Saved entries
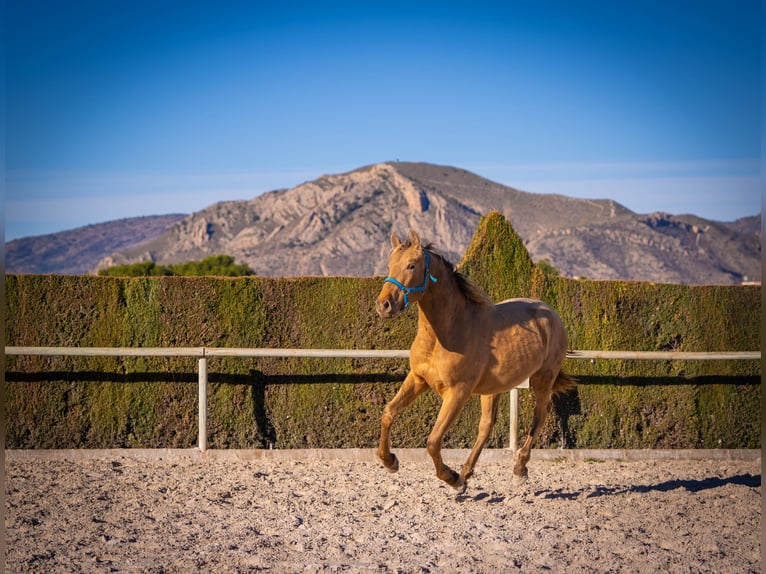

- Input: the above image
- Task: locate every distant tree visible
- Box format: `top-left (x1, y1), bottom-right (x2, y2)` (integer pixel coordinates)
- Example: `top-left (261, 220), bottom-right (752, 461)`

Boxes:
top-left (98, 261), bottom-right (173, 277)
top-left (168, 255), bottom-right (254, 276)
top-left (98, 255), bottom-right (254, 277)
top-left (537, 258), bottom-right (560, 278)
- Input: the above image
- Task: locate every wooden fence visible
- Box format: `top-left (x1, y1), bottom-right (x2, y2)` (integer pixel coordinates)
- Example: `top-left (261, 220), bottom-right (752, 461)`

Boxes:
top-left (5, 346), bottom-right (761, 452)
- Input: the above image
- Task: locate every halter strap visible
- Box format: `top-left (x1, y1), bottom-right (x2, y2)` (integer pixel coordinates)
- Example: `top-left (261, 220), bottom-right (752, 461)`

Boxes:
top-left (384, 251), bottom-right (438, 309)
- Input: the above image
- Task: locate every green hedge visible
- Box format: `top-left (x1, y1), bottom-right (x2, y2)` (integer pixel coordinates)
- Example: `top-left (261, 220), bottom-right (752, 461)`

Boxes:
top-left (5, 212), bottom-right (761, 449)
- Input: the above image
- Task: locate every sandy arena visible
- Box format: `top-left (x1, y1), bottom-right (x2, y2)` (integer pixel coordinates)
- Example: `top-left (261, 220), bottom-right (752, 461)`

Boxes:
top-left (5, 450), bottom-right (761, 573)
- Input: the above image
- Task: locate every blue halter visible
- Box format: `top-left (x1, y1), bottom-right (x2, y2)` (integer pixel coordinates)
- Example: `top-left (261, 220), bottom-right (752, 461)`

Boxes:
top-left (384, 251), bottom-right (438, 310)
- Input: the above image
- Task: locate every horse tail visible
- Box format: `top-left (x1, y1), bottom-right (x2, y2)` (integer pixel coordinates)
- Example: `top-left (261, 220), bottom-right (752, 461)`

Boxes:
top-left (552, 371), bottom-right (577, 396)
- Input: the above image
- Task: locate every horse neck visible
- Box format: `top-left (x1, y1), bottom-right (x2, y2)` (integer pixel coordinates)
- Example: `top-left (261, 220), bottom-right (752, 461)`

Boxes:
top-left (416, 254), bottom-right (468, 337)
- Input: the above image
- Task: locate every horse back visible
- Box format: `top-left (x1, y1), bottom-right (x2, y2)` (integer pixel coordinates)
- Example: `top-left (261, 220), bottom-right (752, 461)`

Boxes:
top-left (494, 298), bottom-right (565, 330)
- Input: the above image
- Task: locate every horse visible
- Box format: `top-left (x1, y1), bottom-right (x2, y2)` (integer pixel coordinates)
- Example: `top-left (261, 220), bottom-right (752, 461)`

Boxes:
top-left (375, 230), bottom-right (575, 492)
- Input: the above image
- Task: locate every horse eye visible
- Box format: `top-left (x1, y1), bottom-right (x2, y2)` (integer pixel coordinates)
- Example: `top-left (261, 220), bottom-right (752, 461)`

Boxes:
top-left (407, 263), bottom-right (416, 270)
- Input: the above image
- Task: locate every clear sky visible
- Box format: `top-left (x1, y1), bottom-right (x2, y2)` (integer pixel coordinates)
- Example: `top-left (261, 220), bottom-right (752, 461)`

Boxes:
top-left (4, 0), bottom-right (763, 241)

■ Your instructions:
Where a line of the records has the string "horse", copy that line.

■ Output below:
- Task: locate every horse tail visible
- Task: locate every horse neck visible
- Task: locate every horse back visible
- Task: locate every horse visible
- Task: locate every horse eye visible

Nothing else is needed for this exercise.